* Required work
Rewrite the listing from the line with "dirt path, given" up to and including the line with "[[54, 581], [101, 342]]", putting "search phrase" wherever "target phrase" appears and keeping everything else the same.

--- start of Exercise inputs ---

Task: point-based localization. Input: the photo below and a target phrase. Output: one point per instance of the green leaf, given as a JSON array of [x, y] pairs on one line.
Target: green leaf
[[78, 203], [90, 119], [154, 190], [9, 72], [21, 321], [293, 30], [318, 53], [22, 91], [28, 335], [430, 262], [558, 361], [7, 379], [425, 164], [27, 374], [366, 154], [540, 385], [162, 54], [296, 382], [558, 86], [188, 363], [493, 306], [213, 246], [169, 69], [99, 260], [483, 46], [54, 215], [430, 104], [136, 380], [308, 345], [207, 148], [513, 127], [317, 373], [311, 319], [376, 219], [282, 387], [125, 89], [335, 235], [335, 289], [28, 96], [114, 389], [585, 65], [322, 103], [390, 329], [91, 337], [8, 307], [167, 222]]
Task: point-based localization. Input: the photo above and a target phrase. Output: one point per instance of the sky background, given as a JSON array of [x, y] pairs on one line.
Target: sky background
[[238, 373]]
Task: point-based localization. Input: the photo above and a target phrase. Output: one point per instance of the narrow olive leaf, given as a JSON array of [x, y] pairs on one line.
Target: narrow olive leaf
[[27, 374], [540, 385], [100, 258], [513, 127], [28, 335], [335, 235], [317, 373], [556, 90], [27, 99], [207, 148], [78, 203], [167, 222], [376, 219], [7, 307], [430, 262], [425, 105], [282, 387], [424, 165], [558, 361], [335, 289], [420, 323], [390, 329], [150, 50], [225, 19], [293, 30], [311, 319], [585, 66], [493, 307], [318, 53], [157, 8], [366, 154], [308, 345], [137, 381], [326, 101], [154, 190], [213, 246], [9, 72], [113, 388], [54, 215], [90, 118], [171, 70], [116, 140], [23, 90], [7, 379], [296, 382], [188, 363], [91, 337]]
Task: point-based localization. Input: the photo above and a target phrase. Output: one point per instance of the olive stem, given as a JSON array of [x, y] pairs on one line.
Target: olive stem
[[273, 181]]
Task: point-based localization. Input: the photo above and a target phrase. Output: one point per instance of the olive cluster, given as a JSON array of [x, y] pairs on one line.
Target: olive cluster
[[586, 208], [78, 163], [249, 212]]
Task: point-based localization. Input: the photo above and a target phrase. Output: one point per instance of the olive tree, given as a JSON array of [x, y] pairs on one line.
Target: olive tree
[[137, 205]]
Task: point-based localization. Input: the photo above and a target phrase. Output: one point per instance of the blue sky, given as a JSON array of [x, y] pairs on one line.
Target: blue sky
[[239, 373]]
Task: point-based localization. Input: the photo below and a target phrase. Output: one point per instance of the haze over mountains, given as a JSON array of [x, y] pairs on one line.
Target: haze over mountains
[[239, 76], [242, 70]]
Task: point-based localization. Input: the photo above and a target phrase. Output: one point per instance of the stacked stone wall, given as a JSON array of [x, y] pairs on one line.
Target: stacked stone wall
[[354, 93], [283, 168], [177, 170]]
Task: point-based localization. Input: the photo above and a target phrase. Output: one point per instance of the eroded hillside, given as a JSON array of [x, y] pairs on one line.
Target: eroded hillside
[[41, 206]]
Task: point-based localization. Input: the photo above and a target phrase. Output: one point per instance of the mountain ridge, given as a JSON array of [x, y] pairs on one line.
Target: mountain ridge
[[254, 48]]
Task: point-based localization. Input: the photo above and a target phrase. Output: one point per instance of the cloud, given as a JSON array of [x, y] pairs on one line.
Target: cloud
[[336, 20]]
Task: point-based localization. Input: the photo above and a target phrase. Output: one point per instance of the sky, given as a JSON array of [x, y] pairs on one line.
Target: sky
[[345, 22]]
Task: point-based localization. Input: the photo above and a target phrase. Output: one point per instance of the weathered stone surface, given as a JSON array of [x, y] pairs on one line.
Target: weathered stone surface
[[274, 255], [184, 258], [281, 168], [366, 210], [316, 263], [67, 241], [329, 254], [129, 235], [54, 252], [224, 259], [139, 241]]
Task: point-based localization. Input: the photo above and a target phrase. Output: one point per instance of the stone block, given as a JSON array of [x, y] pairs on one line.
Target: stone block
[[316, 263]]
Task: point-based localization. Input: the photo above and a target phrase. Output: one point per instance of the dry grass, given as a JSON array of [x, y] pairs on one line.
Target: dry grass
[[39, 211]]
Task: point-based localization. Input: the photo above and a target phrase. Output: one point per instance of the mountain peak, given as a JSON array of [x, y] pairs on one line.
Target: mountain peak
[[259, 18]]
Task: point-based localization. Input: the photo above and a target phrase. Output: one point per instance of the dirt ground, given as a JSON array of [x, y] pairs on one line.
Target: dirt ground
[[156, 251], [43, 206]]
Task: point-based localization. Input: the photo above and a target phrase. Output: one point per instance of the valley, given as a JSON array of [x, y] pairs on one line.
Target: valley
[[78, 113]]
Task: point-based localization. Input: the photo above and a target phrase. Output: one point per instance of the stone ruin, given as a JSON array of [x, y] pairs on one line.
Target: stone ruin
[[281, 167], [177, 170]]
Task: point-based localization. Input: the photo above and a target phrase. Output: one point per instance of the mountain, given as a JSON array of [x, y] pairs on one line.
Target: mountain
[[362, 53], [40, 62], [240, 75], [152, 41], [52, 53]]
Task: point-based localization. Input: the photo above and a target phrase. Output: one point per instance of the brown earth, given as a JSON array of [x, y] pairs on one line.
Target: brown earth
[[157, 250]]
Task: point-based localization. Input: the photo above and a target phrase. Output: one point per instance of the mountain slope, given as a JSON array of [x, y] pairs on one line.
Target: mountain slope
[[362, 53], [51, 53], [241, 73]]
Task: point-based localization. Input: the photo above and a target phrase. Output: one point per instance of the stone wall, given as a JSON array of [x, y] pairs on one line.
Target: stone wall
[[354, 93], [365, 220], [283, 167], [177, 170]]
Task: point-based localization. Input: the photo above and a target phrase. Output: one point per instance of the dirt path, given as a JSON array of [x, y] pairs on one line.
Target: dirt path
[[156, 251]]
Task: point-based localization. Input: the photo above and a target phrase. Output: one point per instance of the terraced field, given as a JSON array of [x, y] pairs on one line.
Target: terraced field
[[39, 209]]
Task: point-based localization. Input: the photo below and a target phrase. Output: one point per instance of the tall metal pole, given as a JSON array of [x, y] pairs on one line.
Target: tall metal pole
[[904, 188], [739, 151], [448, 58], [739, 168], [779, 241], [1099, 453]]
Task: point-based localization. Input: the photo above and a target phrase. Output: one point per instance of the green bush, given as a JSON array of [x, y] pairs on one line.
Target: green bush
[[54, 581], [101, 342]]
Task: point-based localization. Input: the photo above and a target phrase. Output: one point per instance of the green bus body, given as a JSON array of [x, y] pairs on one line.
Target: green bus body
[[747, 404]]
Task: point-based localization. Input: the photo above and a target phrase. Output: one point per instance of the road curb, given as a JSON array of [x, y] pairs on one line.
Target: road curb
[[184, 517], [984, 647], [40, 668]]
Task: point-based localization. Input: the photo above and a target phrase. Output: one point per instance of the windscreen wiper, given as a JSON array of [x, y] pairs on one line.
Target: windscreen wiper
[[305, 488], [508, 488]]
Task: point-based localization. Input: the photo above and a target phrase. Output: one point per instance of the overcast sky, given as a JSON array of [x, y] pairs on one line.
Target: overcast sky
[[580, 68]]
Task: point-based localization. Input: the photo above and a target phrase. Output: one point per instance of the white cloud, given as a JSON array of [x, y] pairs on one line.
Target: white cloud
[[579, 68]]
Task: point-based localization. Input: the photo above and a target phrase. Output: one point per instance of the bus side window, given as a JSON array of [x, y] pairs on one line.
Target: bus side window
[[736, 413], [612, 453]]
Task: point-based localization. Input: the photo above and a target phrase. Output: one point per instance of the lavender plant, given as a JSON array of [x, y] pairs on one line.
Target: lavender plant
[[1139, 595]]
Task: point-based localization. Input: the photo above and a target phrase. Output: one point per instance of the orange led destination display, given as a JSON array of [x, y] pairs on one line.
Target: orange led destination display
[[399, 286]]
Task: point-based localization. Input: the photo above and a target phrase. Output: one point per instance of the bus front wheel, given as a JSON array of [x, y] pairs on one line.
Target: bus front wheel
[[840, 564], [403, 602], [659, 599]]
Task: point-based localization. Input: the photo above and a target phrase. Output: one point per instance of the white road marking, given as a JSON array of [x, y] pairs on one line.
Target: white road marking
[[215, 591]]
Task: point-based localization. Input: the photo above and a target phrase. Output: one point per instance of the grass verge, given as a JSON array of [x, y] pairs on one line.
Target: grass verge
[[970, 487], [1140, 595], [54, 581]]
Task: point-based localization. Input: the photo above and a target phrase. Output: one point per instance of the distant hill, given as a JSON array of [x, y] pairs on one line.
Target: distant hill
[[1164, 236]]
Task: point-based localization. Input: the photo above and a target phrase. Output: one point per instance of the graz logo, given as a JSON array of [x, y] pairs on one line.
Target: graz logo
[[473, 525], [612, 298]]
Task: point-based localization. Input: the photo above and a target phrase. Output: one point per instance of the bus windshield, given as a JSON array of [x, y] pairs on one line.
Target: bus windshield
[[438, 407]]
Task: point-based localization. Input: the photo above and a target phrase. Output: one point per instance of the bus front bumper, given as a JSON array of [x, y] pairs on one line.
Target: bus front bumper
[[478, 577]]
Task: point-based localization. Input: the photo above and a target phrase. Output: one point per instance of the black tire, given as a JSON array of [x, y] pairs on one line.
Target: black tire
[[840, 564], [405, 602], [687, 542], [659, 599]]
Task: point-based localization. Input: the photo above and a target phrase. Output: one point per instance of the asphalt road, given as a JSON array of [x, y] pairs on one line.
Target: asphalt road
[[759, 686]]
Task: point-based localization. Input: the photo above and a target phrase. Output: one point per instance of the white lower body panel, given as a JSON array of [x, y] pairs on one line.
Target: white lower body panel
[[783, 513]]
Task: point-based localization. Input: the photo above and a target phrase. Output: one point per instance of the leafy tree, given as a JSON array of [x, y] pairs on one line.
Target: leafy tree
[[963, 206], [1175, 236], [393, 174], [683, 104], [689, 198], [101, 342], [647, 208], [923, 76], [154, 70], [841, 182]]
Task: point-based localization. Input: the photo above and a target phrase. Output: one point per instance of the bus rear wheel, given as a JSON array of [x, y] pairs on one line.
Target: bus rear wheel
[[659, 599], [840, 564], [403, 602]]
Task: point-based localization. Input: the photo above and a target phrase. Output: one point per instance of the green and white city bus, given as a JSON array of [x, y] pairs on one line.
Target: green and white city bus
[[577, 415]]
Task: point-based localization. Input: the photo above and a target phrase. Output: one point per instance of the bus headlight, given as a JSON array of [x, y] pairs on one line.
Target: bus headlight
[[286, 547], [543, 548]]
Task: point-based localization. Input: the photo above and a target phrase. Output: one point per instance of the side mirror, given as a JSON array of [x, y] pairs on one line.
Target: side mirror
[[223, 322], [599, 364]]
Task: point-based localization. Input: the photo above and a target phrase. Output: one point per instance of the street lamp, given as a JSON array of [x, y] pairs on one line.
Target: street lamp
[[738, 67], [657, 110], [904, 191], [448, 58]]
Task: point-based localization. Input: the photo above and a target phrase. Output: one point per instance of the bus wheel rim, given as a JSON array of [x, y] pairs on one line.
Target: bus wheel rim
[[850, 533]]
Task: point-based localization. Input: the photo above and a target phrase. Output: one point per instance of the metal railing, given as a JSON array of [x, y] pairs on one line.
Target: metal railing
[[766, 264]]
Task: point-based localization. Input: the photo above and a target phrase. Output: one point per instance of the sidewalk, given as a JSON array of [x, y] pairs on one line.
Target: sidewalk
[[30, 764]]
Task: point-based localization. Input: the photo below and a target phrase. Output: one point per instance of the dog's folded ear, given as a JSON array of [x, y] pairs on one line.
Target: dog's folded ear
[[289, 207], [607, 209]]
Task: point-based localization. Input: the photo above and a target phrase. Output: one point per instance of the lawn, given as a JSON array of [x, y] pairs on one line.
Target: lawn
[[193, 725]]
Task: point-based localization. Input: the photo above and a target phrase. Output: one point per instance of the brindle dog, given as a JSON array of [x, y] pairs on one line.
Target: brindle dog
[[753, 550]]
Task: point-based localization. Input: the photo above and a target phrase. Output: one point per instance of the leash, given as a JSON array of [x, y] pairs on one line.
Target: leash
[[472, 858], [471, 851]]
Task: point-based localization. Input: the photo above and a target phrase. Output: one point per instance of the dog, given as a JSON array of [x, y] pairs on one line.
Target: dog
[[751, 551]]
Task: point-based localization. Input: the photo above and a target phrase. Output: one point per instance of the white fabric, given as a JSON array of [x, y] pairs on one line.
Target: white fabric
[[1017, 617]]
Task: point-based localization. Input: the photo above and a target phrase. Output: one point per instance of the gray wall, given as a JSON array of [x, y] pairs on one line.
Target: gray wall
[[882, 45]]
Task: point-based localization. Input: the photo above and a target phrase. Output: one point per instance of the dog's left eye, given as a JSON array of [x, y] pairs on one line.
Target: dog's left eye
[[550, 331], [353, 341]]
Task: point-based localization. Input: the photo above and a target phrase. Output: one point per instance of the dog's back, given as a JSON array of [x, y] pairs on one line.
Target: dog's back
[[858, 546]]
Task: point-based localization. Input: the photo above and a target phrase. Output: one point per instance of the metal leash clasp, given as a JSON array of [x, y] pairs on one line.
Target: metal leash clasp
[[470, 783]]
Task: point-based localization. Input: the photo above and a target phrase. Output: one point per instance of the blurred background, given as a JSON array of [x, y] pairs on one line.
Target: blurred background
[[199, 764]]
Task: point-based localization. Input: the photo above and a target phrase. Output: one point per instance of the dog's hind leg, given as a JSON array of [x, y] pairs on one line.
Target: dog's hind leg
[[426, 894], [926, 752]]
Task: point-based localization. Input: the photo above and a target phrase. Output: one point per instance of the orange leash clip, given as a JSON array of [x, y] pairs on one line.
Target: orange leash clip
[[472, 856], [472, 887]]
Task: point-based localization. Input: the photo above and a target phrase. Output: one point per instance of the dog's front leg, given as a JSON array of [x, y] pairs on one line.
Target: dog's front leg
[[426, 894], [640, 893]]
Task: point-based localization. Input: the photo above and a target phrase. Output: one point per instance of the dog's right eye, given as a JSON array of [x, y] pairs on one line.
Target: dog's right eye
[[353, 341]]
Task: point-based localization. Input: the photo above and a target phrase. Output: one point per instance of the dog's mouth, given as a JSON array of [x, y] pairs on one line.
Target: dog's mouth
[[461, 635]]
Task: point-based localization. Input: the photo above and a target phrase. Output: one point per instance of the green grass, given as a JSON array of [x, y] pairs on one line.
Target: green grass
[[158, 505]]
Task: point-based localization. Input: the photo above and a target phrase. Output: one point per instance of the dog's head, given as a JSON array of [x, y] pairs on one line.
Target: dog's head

--- end of Exercise inputs ---

* Response to this exercise
Task: point-based localization. Input: the photo above and a search phrase. Output: one point per instance of the dirt path, given as a JSON array of [x, y] pairs on one line.
Target: dirt path
[[156, 251]]
Task: point-based localization. Input: the photo above and a search phrase. Output: one point per instance of the terraced field, given as a JSON array of [x, y] pairs on one line.
Target: terraced field
[[39, 209]]
Task: point-based localization. Input: the photo below and a search phrase. Output: one point per instance of the tall metal pole, given as a JSON array of [x, y] pairs on one line.
Target: tall metal pole
[[904, 188], [739, 151], [448, 58], [739, 168], [779, 241], [1099, 453]]
Task: point-based localization. Input: the photo above and a search phrase. Output: one point per instance of the green bush, given as a JSON array of [x, y] pairs on one line.
Target: green bush
[[54, 581], [101, 342]]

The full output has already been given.